======== THE RECORDS ========
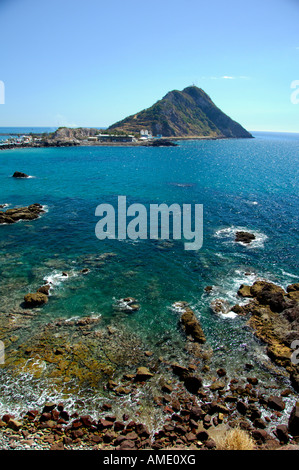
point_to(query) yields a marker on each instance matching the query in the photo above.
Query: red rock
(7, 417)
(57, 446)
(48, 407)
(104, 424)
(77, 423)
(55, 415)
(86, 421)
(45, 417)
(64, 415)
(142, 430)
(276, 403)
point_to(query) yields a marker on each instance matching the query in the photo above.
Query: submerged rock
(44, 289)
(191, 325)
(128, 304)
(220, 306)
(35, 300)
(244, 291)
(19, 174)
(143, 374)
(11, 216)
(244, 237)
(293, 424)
========
======== THE RECORDS ========
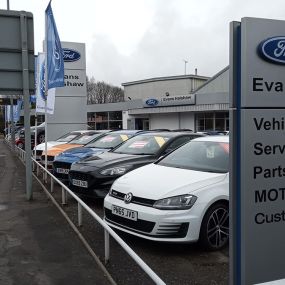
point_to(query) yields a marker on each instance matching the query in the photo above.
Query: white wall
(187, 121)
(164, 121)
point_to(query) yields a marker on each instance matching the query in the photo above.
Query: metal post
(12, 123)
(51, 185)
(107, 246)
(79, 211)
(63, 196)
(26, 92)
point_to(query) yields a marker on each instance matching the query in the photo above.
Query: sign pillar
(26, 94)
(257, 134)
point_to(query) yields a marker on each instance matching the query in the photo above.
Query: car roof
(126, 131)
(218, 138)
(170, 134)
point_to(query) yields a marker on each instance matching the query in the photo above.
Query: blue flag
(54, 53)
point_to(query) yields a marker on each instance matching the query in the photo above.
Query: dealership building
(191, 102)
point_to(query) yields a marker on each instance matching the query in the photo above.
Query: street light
========
> WHAT THE TASK REQUIRES:
Starting with the line above that holds "Query: car roof" and stopping with the line that holds "Query: street light", reproduce each line exactly, omitting all other lines.

> WRITTEN SOLUTION:
Query: car roof
(126, 131)
(218, 138)
(170, 134)
point_to(query) yields a marker on each instance matching the query in the photo above.
Query: blue flag
(54, 53)
point_to(query) yields a marker on each instance matching the query in the photo above.
Query: dealership building
(191, 102)
point_to(query) yields a marker on each instance matching the query in the photo above.
Query: street light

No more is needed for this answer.